Provided data:
## Start
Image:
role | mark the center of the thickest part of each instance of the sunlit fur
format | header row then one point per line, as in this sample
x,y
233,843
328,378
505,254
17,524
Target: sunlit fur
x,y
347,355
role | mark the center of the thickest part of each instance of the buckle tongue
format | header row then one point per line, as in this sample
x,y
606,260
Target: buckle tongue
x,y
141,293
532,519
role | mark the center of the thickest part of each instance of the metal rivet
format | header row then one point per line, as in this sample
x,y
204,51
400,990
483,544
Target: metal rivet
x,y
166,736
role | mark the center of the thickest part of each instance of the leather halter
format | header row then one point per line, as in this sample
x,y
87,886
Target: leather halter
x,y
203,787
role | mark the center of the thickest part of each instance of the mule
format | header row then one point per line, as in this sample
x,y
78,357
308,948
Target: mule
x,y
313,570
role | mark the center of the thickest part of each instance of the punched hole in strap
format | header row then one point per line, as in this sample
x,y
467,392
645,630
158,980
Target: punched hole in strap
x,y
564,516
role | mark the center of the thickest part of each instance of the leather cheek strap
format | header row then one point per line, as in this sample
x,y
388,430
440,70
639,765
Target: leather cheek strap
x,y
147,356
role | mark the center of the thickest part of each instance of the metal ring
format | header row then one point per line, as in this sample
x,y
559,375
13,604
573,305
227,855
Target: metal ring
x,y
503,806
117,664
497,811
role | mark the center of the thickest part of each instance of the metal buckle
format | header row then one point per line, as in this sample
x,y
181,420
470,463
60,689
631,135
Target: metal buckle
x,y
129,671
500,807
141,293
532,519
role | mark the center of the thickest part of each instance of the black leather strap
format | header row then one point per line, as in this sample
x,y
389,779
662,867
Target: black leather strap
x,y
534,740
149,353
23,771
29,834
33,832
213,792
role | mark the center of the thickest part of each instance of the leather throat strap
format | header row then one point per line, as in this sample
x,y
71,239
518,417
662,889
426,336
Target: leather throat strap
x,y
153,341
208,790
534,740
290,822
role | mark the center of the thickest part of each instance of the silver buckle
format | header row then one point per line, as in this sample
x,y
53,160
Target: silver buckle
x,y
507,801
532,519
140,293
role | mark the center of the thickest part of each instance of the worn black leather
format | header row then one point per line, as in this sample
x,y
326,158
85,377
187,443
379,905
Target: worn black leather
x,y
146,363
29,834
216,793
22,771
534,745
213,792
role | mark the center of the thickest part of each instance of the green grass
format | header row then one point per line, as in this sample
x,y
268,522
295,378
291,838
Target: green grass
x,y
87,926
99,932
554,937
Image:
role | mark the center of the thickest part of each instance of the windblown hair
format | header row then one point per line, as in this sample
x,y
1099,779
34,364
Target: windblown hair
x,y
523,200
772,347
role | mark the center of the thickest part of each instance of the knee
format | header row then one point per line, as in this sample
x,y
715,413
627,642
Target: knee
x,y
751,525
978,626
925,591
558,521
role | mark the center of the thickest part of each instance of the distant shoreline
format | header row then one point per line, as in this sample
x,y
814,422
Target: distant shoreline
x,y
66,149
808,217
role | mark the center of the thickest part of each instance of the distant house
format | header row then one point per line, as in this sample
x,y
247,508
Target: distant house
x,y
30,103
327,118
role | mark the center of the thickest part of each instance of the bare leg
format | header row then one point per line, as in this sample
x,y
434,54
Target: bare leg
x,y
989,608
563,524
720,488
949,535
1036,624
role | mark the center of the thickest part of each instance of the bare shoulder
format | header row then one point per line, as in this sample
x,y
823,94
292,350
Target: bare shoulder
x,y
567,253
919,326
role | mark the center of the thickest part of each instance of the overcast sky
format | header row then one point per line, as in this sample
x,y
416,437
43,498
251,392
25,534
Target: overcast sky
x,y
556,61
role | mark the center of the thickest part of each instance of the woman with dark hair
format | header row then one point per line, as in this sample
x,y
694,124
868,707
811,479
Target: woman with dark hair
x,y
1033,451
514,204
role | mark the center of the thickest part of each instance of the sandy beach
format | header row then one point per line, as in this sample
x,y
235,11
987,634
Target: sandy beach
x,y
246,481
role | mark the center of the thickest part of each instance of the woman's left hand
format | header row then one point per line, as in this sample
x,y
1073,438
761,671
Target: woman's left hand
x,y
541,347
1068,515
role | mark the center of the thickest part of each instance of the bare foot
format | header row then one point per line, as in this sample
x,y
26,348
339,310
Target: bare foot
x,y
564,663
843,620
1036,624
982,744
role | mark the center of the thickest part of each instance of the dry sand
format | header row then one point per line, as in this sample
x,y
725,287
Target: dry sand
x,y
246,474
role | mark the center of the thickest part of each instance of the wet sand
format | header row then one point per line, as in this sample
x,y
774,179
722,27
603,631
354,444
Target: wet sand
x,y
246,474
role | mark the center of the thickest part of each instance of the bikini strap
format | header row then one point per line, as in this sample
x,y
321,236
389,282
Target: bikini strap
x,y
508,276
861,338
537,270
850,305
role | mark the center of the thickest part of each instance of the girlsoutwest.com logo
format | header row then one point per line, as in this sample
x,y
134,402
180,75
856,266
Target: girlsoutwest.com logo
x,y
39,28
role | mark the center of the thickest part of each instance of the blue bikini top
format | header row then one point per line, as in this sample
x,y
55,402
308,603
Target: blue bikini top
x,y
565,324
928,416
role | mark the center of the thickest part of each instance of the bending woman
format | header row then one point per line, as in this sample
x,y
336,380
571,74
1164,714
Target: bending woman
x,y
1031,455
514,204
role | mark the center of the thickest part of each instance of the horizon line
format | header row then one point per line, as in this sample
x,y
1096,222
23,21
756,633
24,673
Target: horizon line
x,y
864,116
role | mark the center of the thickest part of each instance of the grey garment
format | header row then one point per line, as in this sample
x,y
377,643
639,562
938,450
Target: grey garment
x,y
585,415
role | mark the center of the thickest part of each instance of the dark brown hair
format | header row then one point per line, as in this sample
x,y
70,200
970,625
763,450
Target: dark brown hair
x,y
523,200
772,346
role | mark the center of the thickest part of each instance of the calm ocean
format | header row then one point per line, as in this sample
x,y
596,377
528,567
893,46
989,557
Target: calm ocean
## End
Task to complete: Copy the records above exactly.

Answer:
Image:
role | mark the center of the thickest part of each instance of the sunlit fur
format | header row then one point per line, as in this sample
x,y
233,843
328,378
505,254
17,524
Target: sunlit fur
x,y
347,355
role | mark the center of the thickest part of each instance of the buckle tongue
format | header row then one point per line, as in this sample
x,y
606,260
Target: buckle tongue
x,y
141,293
532,519
role | mark the center of the thickest part of each instance of the metal rivet
format | header row then one point per line, as in this sample
x,y
204,51
400,990
483,544
Target: metal rivet
x,y
166,736
role | mark the center of the thickest part of each instance of the leather halter
format | header row then one point per line, as in this sample
x,y
87,886
Target: leather halter
x,y
203,787
role | mark the center of the thickest part of each instance of the mule
format | header row then one point per line, as in this sample
x,y
78,357
308,948
Target: mule
x,y
313,570
role | mark the center of the thickest part of each instance of the punched hole in strap
format | header row then one point per line, as in this sample
x,y
467,392
645,630
158,980
Target: punched hole in strap
x,y
564,516
role | mark the center of the thickest part of each instance of the leather cheek strap
format | header row then one point per line, as in this sample
x,y
388,430
440,70
639,765
Target: leather cheek strap
x,y
147,356
role | mark the center of the thickest part of each instance of the metal ring
format | header row then one point per line, as in this sample
x,y
559,375
13,604
573,305
227,855
Target: metal ring
x,y
503,806
117,664
497,811
role | mark the center of the thickest part of each instance of the metal buckle
format | header row then one point per line, as in this sample
x,y
181,420
470,463
60,689
631,135
Target: metal buckle
x,y
129,671
500,807
141,293
532,519
role | mark the center of the thickest part of each instance of the black leather strap
format | header row then one point per line, as in this sample
x,y
389,779
662,867
Target: black leather strap
x,y
534,740
149,353
23,771
29,834
33,832
213,792
role | mark the center of the thickest part of each instance of the leather throat strap
format | header row then one point per line, as in this sample
x,y
71,239
518,417
662,889
426,336
Target: leather throat strap
x,y
153,341
208,790
534,740
290,822
role | mark the center of the thickest part of each instance of the silver buckle
format | header row then one point per line, as in this sample
x,y
53,160
Target: silver buckle
x,y
507,801
532,519
140,293
role | mark the center of the thickest part of each instance of the worn black leather
format | header row then one point per line, as in this sample
x,y
326,158
85,377
187,443
379,905
Target: worn black leather
x,y
146,363
29,834
216,793
22,771
534,745
213,792
role | mark the center of the thickest part of each instance of the green grass
format | header row then one point per line, as in this sample
x,y
268,522
295,378
291,838
Target: green grass
x,y
87,926
99,932
554,937
Image:
role | mark the center of the thickest part of each instance of the windblown hair
format | header row then one point per line, as in this sample
x,y
1099,779
34,364
Target: windblown hair
x,y
523,200
772,347
role | mark the center of the thickest part of each instance of the knee
format | header row then one point per line, as in this sample
x,y
715,413
627,642
Target: knee
x,y
751,525
978,626
925,591
558,521
role | mark the center of the thickest part of each instance of the distant shoreline
format | header row then one point per line, as in this sample
x,y
814,422
Target: distant shoreline
x,y
66,149
808,217
role | mark the center of the thickest part of each instance of the distant house
format | header row then one point per line, as in this sample
x,y
247,508
Target: distant house
x,y
30,103
327,118
role | mark the center of the thickest part of each instance of the bare leg
format | header row then one point per line, as in this sample
x,y
434,54
Target: bare leg
x,y
989,608
563,524
720,488
949,535
1036,624
role | mark the center of the thickest part of each instance of the bare shoulder
format | header row then one point per line, as in this sample
x,y
823,94
292,350
Target: bare shoulder
x,y
567,253
919,326
role | mark the center of the thickest part of each instance of the overcast sky
format | header row then one point per line, as in this sample
x,y
416,437
43,498
251,392
25,534
Target: overcast sky
x,y
556,61
role | mark the center of the thickest part of each instance of the woman with dark hair
format | header row then one point per line, as in this sample
x,y
694,124
868,707
811,479
Target: woman with dark hair
x,y
1033,451
514,204
role | mark the center of the thickest part of each instance of the sandy beach
format | header row then one point per line, as in this sample
x,y
235,11
987,634
Target: sandy beach
x,y
246,481
role | mark the center of the thickest part of each instance of the woman's left hand
format | header row then one point per line, as in this sample
x,y
1073,438
761,671
Target: woman's left hand
x,y
541,347
1068,515
role | mark the center of the thickest part of each instance of the bare foot
format | header row then one point per line, as in this sample
x,y
26,348
339,310
Target: bare foot
x,y
564,663
843,620
1036,624
982,744
role | mark the center of the thickest part of each instance of the dry sand
format | header row then one point per line, as in this sample
x,y
725,287
Target: dry sand
x,y
246,474
role | mark the center of the thickest part of each instance of the wet sand
format | header row then one point per line, as in this sample
x,y
774,179
722,27
603,631
354,444
Target: wet sand
x,y
246,474
role | mark the center of the thickest part of each instance of the bikini strap
format | header row then one point per line, as in this sample
x,y
321,236
389,282
Target: bikini strap
x,y
508,276
861,338
537,270
850,305
role | mark the center of the thickest part of each instance of the girlsoutwest.com logo
format | header row then one point per line, as in this sample
x,y
134,402
180,75
856,266
Target: girlsoutwest.com logo
x,y
39,28
role | mark the center of the thickest part of each instance of the blue bikini top
format | header row then one point per line, as in this sample
x,y
55,402
308,603
Target: blue bikini top
x,y
565,324
928,416
role | mark the center of the thickest part of each instance of the bending woman
format | header row then one point per line, as in this sample
x,y
336,380
571,74
1164,714
Target: bending woman
x,y
1031,455
514,204
role | mark the center of the thickest part of each instance of the horizon line
format | header row then one point per line, as in this sample
x,y
1096,222
23,21
756,633
24,673
Target: horizon line
x,y
864,116
role | mark the center of the thickest part of each instance of the grey garment
format | header row then one point per line, as in this sample
x,y
377,643
639,562
938,450
Target: grey garment
x,y
585,415
role | mark the center of the thickest part of each instance of the dark brown hair
format | header row then one point per line, as in this sample
x,y
70,200
970,625
763,450
Target: dark brown hair
x,y
523,200
772,346
role | mark the center of the thickest part of each instance of the calm ocean
format | header row then one point per line, as in this sample
x,y
596,377
528,567
893,46
989,557
Target: calm ocean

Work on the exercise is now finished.